**DATA LISTING:**
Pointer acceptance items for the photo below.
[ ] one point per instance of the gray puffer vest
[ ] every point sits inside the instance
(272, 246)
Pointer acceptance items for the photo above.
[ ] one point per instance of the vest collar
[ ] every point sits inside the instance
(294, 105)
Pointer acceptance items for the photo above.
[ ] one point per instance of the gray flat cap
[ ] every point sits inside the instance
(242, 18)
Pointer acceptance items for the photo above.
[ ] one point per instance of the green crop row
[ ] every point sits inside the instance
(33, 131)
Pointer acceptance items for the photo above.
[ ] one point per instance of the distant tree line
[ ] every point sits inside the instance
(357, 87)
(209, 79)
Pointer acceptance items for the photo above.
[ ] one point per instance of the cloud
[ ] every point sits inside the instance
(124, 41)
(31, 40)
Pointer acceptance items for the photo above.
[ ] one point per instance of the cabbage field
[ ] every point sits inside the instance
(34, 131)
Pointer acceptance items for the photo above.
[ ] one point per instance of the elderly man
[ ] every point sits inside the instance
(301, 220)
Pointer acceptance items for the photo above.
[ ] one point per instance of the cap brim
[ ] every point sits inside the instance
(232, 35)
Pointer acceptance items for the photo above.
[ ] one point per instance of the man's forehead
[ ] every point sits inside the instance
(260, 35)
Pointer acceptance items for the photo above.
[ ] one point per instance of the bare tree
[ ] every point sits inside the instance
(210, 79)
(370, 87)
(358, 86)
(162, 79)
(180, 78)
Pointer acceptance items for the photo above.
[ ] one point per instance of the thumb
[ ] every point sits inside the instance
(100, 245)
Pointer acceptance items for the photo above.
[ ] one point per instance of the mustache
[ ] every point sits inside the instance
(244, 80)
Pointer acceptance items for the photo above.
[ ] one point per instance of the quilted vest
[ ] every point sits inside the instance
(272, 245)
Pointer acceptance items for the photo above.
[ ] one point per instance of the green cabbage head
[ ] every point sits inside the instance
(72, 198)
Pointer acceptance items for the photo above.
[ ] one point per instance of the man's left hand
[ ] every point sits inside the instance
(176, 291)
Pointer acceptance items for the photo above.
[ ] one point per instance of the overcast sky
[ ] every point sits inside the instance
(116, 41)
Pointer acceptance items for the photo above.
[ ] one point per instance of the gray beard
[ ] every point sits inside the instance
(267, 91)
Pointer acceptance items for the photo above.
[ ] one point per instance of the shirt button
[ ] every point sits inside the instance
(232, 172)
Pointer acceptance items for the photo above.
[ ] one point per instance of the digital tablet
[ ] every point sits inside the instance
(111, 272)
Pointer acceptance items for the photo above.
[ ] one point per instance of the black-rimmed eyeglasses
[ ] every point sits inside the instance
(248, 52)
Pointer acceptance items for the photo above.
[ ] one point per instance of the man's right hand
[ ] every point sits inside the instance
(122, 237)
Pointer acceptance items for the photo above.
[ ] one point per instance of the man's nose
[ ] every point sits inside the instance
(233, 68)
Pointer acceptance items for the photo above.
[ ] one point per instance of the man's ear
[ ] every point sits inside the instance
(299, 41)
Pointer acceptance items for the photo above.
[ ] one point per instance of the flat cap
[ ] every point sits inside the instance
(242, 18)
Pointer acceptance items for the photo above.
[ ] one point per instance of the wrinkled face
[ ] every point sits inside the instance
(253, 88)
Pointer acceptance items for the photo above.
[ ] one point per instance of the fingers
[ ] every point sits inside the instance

**PROBLEM DESCRIPTION:** Quote every record above exactly.

**SOLUTION TO THIS TASK:**
Pointer acceptance items for the photo below.
[ ] one point per instance of the gray puffer vest
[ ] every point sits inside the instance
(272, 246)
Pointer acceptance items for the photo above.
[ ] one point per instance of the vest collar
[ ] every point sits inside the instance
(294, 105)
Pointer acceptance items for the photo above.
[ ] one point per instance of the gray flat cap
[ ] every point sits inside the instance
(242, 18)
Pointer acceptance items for the photo above.
[ ] one point per instance of the green crop row
[ ] every point sits inside the instance
(33, 131)
Pointer acceptance items for the photo above.
[ ] one point per instance of the distant tree line
[ ] every point sits inside the instance
(357, 87)
(209, 79)
Pointer acceptance items for the photo above.
[ ] one point per instance of the cloud
[ ] every point sits inside the instance
(124, 41)
(31, 40)
Pointer acceptance items for the photo above.
[ ] one point per instance of the cabbage field
[ ] every point sits inside the instance
(34, 131)
Pointer acceptance items for the photo above.
[ ] one point per instance of the elderly man
[ ] every point sits inside the instance
(301, 220)
Pointer acceptance items for the photo above.
[ ] one point per instance of the cap brim
[ ] every point sits inside the instance
(232, 35)
Pointer acceptance items for the photo above.
[ ] one point per instance of the man's forehead
[ ] every point sits inside the instance
(260, 35)
Pointer acceptance items for the photo above.
[ ] one point per instance of the bare tree
[ ] every point sits inside the instance
(210, 79)
(370, 87)
(358, 86)
(162, 79)
(180, 78)
Pointer acceptance items for the photo above.
[ ] one point per instance of the thumb
[ ] every point sits inside the instance
(100, 245)
Pointer acceptance items for the photo above.
[ ] one point per instance of the mustache
[ ] every point sits inside the instance
(244, 80)
Pointer acceptance items for the photo above.
[ ] one point per instance of the quilted vest
[ ] every point sits inside the instance
(272, 245)
Pointer acceptance items for the photo above.
[ ] one point per instance of the green cabbage head
[ ] every point sits inside the instance
(72, 198)
Pointer acceptance items for the photo above.
[ ] one point per instance of the man's left hand
[ ] every point sits inside the instance
(176, 291)
Pointer acceptance items for the photo above.
[ ] one point per instance of the overcast sky
[ ] every point sits inside the instance
(116, 41)
Pointer acceptance items for the photo above.
[ ] one point per instance of the gray beard
[ ] every point sits inside the instance
(267, 91)
Pointer acceptance items for the photo above.
[ ] one point per instance of the shirt button
[ ] every point sits inside the instance
(232, 172)
Pointer acceptance items for the photo above.
[ ] one point per instance of the digital tablet
[ ] every point sits inside the instance
(111, 272)
Pointer acceptance items for the photo above.
[ ] one point per instance of the black-rimmed eyeglasses
[ ] every point sits inside the instance
(248, 52)
Pointer acceptance items for the photo above.
[ ] one point per instance of the man's right hand
[ ] every point sits inside the instance
(122, 237)
Pointer acceptance items for the photo above.
[ ] one point per instance of the man's nose
[ ] every point sits inside the instance
(233, 68)
Pointer acceptance items for the photo above.
[ ] one point per instance of the man's ear
[ ] every point sits inside the instance
(299, 41)
Pointer acceptance items for the photo above.
[ ] one point per instance of the flat cap
[ ] every point sits inside the instance
(242, 18)
Pointer acceptance items for the photo above.
[ ] one point per instance of the wrinkled face
[ ] every point sits inside the instance
(253, 88)
Pointer acceptance items for the photo above.
[ ] one point per instance of the fingers
[ ] every point sits inside the instance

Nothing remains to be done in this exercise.